## THE PROBLEM
Put the rows from the line holding "Spot the carved" through the line holding "(1183, 560)", inclusive, into a two-column CSV with the headers instruction and coordinates. Write one CSV line per row, with each field in double quotes and any line breaks in it replaced by spaces.

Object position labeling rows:
-------------------------

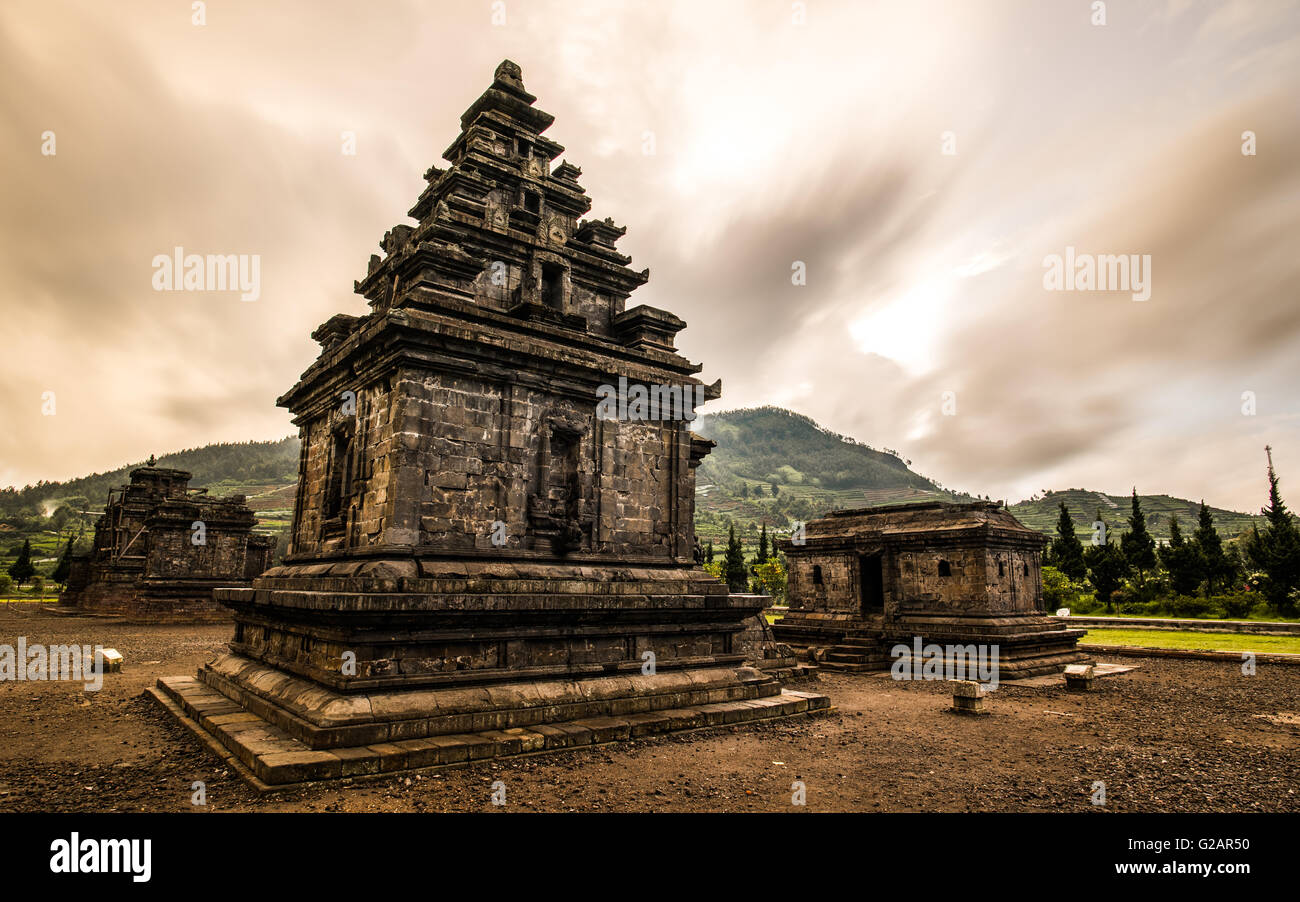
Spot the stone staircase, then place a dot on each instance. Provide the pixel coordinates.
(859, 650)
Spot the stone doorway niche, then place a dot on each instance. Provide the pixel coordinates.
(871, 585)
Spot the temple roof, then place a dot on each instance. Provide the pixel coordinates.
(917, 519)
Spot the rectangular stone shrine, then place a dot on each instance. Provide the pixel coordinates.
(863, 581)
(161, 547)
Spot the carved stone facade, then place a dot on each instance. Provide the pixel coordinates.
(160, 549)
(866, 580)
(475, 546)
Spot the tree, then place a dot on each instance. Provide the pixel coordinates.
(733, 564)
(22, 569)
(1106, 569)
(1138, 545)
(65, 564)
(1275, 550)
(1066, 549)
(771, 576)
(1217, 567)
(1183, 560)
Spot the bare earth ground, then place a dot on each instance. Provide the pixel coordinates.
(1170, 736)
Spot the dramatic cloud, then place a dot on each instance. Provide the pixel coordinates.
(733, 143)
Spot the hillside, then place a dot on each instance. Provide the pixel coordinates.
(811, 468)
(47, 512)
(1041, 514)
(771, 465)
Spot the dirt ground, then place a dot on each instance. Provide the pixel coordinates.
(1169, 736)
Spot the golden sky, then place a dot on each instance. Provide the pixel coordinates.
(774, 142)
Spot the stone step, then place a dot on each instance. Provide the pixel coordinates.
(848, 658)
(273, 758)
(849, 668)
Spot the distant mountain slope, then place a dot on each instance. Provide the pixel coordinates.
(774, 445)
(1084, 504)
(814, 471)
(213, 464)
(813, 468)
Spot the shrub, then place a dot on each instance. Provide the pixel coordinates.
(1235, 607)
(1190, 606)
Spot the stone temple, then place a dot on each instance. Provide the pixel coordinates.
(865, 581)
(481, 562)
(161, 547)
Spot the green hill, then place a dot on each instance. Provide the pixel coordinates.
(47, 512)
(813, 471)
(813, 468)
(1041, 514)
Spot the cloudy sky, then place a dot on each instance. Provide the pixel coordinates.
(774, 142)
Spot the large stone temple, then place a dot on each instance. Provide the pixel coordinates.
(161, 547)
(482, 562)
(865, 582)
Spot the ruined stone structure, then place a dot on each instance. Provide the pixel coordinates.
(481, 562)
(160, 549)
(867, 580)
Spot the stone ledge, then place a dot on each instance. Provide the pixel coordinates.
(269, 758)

-------------------------

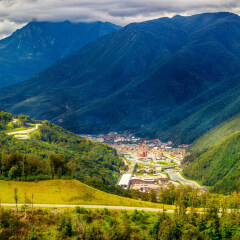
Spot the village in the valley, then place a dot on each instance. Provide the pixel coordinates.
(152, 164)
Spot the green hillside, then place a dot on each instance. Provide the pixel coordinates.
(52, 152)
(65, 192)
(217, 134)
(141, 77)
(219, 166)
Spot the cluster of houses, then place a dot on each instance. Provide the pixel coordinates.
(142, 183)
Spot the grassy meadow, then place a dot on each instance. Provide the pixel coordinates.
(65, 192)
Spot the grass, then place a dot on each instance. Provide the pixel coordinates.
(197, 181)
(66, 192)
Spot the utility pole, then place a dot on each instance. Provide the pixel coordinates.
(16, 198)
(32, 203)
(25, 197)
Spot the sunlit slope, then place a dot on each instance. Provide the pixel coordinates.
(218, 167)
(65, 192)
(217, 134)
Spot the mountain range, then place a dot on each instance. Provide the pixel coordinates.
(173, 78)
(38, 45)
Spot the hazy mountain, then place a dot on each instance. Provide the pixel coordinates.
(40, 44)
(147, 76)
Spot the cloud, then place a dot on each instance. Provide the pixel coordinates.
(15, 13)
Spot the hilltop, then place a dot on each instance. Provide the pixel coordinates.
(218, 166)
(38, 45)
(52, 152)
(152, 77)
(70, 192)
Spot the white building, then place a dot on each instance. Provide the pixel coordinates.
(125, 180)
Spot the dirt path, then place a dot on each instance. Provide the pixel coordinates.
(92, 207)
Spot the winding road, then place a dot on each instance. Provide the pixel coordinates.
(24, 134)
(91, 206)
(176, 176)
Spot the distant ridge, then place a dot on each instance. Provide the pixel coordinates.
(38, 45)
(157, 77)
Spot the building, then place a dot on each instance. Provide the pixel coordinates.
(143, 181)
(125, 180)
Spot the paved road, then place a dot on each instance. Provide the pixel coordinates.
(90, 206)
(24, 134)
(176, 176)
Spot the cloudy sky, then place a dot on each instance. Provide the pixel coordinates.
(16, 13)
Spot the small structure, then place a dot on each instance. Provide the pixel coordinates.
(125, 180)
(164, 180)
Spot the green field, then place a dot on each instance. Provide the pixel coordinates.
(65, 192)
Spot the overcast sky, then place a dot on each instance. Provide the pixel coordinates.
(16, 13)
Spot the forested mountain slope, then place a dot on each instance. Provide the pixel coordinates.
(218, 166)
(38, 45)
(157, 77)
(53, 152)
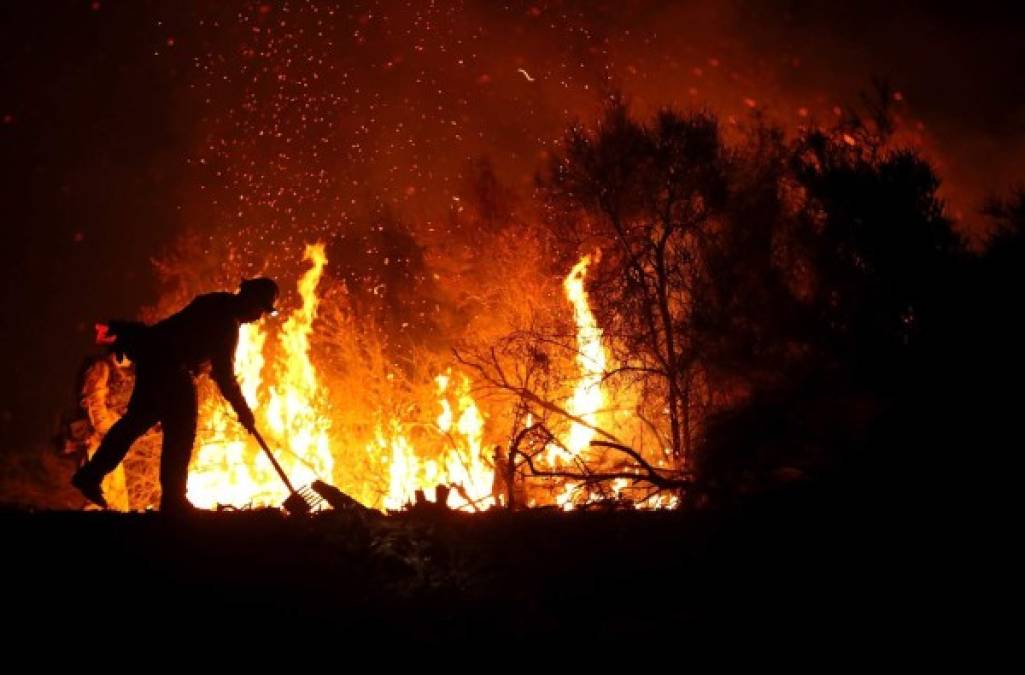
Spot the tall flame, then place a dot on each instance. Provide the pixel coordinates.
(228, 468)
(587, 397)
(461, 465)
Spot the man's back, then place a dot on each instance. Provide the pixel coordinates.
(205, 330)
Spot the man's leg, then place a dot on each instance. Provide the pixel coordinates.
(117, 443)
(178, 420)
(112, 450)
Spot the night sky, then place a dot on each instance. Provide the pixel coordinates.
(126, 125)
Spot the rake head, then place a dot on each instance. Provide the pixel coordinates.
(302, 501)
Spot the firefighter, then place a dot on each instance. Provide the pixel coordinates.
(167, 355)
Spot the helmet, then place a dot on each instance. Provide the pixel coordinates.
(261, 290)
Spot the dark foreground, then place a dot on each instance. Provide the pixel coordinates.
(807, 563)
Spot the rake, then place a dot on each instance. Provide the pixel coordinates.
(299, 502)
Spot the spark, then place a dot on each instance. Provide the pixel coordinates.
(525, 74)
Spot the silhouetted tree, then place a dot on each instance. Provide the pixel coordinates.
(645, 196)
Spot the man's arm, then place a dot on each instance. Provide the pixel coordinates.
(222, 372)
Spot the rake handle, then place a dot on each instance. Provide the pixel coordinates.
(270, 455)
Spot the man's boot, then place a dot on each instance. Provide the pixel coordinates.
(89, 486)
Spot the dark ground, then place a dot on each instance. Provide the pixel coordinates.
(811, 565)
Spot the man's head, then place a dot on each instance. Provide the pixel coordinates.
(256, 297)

-------------------------

## WRITTEN RESPONSE
instruction,coordinates
"Spot the carved stone facade, then place a dot on each instance. Provide the pixel coordinates.","(160, 549) (866, 580) (475, 546)"
"Spot the tree, then place a dot on each instance. Provide the pixel coordinates.","(733, 564) (22, 569) (1106, 569) (1138, 545) (65, 564) (1275, 550) (1066, 549) (771, 576) (1217, 567) (1183, 560)"